===== Seçilen Metin =====
Bacak, anne değildir!..

Bacak, anne değildir!..

Yarım asırdır, gazetemiz Yeni Asya’da, on yedi senedir de, EuroNur sitemizde, muhtelif mevzuularda makaleler yazmaya çalışıyoruz elhamdulillah.

Hem yazdığımız makalelerin altına yaptıkları yorumlarla, hem de şahsen bana gelen, telefon ve birçok mailde, arkadaşlarımız memnuniyetini ifadeyle, birkaç zat-ı muhteremden, meâlen, şöyle mesajlar aldığım oldu. “cemiyetin, dikkat edilmeyen veya üzerine gidilmeyen problemlerini de yazıyorsunuz ya, bu çok güzel bir şey, Allah razı olsun.” Bu ifadeleri, dua niyetine kabul edip, biz de onlara mukabelede bulunuyoruz.

Bazı; eş, dost, akraba ve arkadaşlar tarafından, zaman zaman, çeşitli suâllere tâbi tutulduğumuz oluyor. Öyle zaman oluyor ki, kimseye açamadıkları veya öğrenemedikleri meseleleri soranlar da oluyor. Hassaten, çalıştığımız zaman, iş yerimizde bulunan birçok mesâi arkadaşımız da, bu şekilde suâller tevdi ederdi.
=====
### [Yazılı Talep]
Seçilen metne göre yazar kaç senedir EuroNur sitesinde makale yazıyor? Lütfen kısaca belirtin.
===== Verilen Veriler =====
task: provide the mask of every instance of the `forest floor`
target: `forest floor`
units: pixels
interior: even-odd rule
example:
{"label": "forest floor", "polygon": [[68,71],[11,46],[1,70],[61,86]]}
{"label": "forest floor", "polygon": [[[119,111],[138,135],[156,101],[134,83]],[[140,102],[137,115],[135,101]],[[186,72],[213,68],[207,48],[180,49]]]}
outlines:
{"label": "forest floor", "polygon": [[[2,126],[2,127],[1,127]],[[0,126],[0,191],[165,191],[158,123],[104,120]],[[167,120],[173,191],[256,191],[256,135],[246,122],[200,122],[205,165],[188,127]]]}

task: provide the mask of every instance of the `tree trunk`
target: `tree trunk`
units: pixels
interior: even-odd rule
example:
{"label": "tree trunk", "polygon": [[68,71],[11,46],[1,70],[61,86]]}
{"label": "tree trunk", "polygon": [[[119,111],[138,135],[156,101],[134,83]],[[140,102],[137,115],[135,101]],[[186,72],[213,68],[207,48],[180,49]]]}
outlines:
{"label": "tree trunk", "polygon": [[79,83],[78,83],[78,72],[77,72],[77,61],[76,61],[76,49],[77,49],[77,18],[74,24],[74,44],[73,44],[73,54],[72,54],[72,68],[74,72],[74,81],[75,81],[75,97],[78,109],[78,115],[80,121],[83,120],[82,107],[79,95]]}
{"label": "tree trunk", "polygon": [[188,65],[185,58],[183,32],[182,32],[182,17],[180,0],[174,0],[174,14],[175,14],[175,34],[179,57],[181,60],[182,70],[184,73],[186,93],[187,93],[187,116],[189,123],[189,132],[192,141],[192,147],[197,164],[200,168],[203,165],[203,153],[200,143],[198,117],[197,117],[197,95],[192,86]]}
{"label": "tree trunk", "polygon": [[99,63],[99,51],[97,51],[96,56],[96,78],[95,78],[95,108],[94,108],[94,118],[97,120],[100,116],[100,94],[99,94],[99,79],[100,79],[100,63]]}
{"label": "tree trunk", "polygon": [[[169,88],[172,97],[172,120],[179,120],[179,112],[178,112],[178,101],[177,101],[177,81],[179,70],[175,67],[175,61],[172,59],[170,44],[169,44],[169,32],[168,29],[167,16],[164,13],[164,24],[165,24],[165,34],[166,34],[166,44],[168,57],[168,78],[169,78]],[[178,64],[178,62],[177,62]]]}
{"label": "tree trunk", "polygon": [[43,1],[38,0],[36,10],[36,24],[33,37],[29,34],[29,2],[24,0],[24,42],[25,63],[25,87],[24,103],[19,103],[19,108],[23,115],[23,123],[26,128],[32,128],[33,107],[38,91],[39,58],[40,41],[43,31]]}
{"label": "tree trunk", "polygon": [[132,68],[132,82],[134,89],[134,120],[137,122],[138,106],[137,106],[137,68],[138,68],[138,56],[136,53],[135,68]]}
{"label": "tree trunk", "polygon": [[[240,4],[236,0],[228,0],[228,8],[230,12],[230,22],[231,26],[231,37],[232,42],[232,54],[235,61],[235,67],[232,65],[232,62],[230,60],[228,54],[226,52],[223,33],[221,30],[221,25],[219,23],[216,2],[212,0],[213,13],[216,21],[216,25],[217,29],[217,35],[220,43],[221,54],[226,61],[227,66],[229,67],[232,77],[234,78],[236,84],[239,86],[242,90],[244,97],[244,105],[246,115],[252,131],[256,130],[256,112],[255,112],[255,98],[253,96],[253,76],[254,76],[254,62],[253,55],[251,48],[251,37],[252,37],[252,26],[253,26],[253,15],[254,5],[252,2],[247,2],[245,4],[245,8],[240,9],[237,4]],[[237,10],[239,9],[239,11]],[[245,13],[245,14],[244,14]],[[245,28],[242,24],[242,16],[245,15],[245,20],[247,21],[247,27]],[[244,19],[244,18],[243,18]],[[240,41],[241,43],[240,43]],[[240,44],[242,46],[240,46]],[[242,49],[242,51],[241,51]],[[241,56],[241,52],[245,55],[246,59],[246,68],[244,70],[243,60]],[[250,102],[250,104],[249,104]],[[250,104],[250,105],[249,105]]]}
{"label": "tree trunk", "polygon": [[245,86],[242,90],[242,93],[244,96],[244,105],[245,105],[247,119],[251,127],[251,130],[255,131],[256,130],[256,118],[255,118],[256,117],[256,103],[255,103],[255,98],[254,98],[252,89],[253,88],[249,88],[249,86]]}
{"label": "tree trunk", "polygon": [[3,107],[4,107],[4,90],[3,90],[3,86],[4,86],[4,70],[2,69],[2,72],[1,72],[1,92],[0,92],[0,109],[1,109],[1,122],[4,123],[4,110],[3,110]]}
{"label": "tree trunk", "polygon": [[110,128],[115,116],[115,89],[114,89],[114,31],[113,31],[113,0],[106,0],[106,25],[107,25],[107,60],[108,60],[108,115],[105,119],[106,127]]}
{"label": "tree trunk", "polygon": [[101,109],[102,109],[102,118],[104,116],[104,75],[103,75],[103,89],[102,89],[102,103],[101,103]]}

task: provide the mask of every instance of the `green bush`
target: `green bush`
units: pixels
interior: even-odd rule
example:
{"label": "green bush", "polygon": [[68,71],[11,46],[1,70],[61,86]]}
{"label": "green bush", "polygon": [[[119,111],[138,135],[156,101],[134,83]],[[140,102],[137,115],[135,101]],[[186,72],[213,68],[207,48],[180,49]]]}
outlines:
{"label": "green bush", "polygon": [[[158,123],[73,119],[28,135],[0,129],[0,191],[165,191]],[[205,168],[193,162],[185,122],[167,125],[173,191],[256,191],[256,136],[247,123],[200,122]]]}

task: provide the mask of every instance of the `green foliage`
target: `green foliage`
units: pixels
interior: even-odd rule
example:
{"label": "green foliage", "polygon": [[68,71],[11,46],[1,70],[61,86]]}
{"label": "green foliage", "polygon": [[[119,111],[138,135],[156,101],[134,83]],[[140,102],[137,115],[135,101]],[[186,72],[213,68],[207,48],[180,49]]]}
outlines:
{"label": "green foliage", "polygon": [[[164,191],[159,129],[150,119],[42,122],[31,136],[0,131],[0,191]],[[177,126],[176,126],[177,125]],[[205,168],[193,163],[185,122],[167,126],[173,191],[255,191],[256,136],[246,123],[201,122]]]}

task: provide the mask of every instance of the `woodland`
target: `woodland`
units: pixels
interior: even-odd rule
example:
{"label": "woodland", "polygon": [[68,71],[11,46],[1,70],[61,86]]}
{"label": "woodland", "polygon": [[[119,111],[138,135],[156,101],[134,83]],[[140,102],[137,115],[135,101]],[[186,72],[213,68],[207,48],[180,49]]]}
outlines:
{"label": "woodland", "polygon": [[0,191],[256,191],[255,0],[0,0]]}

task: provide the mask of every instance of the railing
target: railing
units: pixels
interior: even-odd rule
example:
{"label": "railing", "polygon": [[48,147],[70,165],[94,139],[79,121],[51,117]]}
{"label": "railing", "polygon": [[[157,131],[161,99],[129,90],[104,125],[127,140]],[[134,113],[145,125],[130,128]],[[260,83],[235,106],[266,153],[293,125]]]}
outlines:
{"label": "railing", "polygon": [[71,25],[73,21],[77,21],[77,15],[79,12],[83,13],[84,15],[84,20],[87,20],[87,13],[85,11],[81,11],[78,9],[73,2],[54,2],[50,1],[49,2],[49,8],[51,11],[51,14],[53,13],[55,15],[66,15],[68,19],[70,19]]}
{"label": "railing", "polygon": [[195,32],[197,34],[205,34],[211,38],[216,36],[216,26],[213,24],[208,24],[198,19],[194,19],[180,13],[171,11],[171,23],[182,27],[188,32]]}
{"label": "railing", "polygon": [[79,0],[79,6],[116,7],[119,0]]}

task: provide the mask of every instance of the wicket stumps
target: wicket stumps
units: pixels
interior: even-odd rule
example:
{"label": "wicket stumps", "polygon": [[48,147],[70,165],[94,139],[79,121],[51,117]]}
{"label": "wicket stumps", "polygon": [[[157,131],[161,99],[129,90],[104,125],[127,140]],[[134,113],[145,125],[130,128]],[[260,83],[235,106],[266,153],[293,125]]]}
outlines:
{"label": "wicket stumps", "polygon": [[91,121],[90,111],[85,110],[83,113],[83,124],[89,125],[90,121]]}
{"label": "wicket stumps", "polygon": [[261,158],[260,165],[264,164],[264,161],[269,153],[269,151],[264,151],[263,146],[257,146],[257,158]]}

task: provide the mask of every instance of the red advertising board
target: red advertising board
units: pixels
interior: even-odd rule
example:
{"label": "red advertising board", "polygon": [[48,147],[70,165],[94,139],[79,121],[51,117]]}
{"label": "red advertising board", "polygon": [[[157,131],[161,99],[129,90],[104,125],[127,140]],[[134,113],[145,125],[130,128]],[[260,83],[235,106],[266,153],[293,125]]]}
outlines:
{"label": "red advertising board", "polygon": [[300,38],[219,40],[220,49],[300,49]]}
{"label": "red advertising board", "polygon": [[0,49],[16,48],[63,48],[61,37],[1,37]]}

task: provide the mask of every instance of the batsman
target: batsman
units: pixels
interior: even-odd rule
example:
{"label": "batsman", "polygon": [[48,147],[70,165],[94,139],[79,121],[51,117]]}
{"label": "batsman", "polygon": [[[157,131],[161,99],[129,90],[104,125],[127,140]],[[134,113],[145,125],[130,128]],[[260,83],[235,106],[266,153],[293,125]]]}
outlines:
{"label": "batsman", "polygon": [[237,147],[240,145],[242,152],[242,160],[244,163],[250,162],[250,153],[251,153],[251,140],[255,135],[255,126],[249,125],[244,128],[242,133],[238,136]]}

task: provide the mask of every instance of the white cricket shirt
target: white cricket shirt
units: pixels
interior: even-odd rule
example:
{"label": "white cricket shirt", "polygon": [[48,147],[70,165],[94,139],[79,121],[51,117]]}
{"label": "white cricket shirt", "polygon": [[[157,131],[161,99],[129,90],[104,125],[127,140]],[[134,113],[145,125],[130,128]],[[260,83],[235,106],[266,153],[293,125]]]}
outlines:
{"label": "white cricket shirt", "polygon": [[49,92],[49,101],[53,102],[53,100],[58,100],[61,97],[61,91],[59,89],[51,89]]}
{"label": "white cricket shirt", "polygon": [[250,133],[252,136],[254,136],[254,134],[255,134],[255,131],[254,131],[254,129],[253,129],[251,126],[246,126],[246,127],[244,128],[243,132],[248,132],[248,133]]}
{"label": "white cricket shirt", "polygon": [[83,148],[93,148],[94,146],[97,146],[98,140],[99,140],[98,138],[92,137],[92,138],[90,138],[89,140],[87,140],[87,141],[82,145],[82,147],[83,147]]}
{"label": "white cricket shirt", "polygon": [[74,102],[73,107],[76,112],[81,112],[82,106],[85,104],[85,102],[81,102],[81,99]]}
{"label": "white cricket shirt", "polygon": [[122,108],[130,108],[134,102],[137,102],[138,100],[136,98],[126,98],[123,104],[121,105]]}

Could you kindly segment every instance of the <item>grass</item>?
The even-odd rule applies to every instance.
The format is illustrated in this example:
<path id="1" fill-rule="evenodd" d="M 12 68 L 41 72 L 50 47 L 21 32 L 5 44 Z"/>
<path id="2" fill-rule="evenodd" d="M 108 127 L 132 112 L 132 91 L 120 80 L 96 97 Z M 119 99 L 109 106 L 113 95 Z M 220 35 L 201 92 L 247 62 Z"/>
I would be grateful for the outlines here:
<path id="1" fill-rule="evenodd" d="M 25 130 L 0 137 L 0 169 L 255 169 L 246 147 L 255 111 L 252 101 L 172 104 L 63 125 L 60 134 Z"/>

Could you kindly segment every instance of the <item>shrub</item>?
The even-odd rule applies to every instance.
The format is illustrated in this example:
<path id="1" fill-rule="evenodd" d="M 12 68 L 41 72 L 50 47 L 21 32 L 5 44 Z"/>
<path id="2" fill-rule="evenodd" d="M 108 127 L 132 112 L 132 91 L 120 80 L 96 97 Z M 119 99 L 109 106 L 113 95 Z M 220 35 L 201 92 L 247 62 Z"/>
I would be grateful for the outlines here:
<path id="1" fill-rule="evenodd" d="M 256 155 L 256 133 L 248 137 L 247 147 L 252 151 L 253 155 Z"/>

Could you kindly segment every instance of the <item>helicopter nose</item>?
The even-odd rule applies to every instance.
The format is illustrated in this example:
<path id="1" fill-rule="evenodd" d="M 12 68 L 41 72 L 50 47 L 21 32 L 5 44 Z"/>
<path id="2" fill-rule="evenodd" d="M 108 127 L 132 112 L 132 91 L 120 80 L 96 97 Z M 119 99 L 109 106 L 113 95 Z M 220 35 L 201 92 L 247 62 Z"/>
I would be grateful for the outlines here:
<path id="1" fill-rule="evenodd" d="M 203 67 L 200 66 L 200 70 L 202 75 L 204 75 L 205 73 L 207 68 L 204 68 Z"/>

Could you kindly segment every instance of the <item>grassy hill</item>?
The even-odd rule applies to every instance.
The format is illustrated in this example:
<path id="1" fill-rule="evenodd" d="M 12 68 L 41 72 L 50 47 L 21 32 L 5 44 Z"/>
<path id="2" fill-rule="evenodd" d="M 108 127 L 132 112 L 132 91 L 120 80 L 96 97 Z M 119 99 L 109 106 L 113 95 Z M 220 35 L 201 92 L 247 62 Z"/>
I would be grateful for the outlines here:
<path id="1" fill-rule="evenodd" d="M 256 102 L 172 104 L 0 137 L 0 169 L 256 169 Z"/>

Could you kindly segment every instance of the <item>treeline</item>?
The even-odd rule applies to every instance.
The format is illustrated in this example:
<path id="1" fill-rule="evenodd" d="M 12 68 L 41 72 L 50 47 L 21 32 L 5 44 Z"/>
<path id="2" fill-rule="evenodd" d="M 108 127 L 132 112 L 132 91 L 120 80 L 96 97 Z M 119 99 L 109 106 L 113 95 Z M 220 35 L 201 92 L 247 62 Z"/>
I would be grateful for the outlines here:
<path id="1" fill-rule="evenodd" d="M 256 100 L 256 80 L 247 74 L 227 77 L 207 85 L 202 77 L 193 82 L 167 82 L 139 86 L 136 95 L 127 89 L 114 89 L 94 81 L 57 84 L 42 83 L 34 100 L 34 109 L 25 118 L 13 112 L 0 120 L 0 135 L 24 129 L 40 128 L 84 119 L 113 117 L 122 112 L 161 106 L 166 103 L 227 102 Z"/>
=====
### [Alıştırma Sonucu]
On yedi senedir.